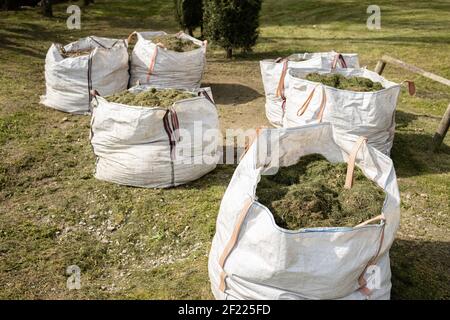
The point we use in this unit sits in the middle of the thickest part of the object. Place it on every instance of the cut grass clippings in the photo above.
(311, 194)
(151, 98)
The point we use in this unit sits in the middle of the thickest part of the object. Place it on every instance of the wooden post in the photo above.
(445, 121)
(414, 69)
(442, 130)
(380, 66)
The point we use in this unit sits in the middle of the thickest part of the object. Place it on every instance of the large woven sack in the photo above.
(273, 73)
(369, 114)
(154, 147)
(160, 68)
(253, 258)
(69, 81)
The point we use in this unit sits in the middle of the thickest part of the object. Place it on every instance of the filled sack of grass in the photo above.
(152, 138)
(285, 232)
(273, 72)
(72, 71)
(356, 101)
(161, 60)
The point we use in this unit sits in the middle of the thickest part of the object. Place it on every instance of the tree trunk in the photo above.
(229, 53)
(47, 8)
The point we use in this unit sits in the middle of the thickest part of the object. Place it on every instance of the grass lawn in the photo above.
(153, 244)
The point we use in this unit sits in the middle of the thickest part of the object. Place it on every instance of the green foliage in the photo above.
(232, 23)
(189, 14)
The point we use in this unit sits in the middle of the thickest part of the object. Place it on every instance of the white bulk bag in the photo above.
(273, 76)
(70, 80)
(160, 68)
(138, 146)
(253, 258)
(369, 114)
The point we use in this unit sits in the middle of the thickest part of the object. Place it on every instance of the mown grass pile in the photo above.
(151, 98)
(339, 81)
(171, 42)
(311, 194)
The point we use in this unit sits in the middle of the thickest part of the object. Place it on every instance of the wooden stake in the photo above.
(380, 67)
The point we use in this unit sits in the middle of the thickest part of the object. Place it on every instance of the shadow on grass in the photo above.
(420, 269)
(232, 93)
(412, 153)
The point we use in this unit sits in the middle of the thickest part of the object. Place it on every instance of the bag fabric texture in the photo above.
(160, 68)
(154, 147)
(273, 71)
(69, 81)
(369, 114)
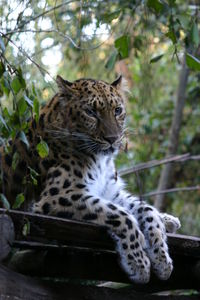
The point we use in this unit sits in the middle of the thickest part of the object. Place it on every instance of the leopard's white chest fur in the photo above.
(103, 181)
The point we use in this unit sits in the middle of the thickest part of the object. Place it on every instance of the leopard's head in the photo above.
(91, 113)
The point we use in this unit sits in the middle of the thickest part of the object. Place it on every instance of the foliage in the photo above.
(91, 38)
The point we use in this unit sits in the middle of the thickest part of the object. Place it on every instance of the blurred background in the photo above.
(154, 44)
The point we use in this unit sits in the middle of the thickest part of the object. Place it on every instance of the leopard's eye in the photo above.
(118, 111)
(90, 112)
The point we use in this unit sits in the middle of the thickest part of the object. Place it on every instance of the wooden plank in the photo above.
(16, 286)
(7, 235)
(70, 232)
(92, 264)
(46, 229)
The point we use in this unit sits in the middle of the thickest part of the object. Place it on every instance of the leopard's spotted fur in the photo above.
(83, 126)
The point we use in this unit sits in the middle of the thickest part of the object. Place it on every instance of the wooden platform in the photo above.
(59, 248)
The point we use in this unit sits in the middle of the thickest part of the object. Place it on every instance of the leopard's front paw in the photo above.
(161, 262)
(172, 224)
(132, 256)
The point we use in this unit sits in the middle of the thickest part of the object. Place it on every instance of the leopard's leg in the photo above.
(152, 225)
(172, 224)
(123, 226)
(153, 228)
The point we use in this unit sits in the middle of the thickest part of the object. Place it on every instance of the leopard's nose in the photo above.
(111, 139)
● ● ● ● ●
• [REQUIRED TASK]
Apart from the pictures, the entries above are to be repeated in full and exactly.

• [FINAL ANSWER]
The point we use in this unit sits in the middle of the thickest part of the object. Place it on every instance of the cut grass clippings in the photo above.
(311, 194)
(151, 98)
The point we use in this unit sits in the middle of the thickest part of the object. Place it on every instance of the wooden post in the photo above.
(445, 121)
(414, 69)
(442, 130)
(380, 66)
The point we use in this unit sits in the middle of the thickest part of the object. Place it on every instance of the large woven sack in the photo above.
(273, 73)
(369, 114)
(154, 147)
(160, 68)
(253, 258)
(69, 81)
The point we use in this unit sits in the middle of the thickest part of the object. Place it on every instance of the filled sack of grass in the photo above.
(152, 138)
(285, 232)
(273, 72)
(72, 71)
(356, 101)
(161, 60)
The point we use in this unit sits in the middle of the thickest part of the object. Place it on every instance of the tree trunk in the photo above.
(229, 53)
(47, 8)
The point we use in this unit sits in the middle of the thickest part of the object. Place it on every instance of the grass lawn in the photo above.
(153, 244)
The point we use in this unit sits in the middle of the thickest part of the object. Place it on every instance of the green foliage in the photo above.
(232, 23)
(189, 14)
The point we use in this unit sits in the middle of the thickest part of the object. Place it on every instance of the white bulk bag in the photo above.
(273, 76)
(70, 80)
(160, 68)
(138, 146)
(253, 258)
(369, 114)
The point we use in this unit sits in the middle of the thickest part of the object. Place it on every instance of the mown grass pile in the photo above.
(151, 98)
(339, 81)
(171, 42)
(311, 194)
The point we use in this unit sits in the middle of the thickest part of the object. Place it on every instance of the wooden stake in the photo above.
(380, 67)
The point we use in this unit sits in the middle of the thickest part of the object. Place it on every instance of the shadow on grass in the photo above.
(420, 269)
(232, 93)
(412, 153)
The point we use in this unit sits in the middle of the thickest part of the object. Place it on every instance of the bag fabric texture in the photo above.
(160, 68)
(154, 147)
(273, 71)
(69, 81)
(369, 114)
The point we use in this unit sits in the middle of the thickest part of the object. Place it on every instance of the leopard's white chest fur in the photo above.
(103, 181)
The point we use in this unit sits in the middle of the thickest part of the object. Place it on every instance of the leopard's head in the photo above.
(91, 113)
The point we use in this unit sits in the middle of the thickest part of the object. Place it on every instance of the foliage in the photo above.
(91, 38)
The point we use in this unit sits in the middle of the thickest part of the object. Place it on every instance of the blurred background in the photo above.
(154, 44)
The point we use in this unit sits in the middle of the thickest part of the object. Place it on every instance of the leopard's eye in the photo above.
(118, 111)
(90, 112)
The point we use in this unit sits in the middle of the thickest part of the object. Place it on every instance of the wooden plank in the photo above.
(16, 286)
(7, 235)
(70, 232)
(92, 264)
(46, 229)
The point we use in this unit sits in the middle of the thickest part of the object. Place it on every instance of the leopard's spotted fur in the photo above.
(83, 126)
The point we use in this unit sits in the middle of the thickest part of the object. Place it on every instance of the wooden platform in the photo above.
(59, 248)
The point we use in this unit sits in the middle of the thickest part of the object. Place it on every instance of the leopard's front paw in the photo above.
(161, 262)
(172, 224)
(132, 256)
The point we use in this unit sits in the middle of the thickest part of the object. Place it on every instance of the leopard's leg in the photo above.
(152, 225)
(172, 224)
(123, 226)
(153, 228)
The point we use in this unit sits in the middle of the thickest part of the object. Place it on every instance of the leopard's nose in the photo above.
(111, 139)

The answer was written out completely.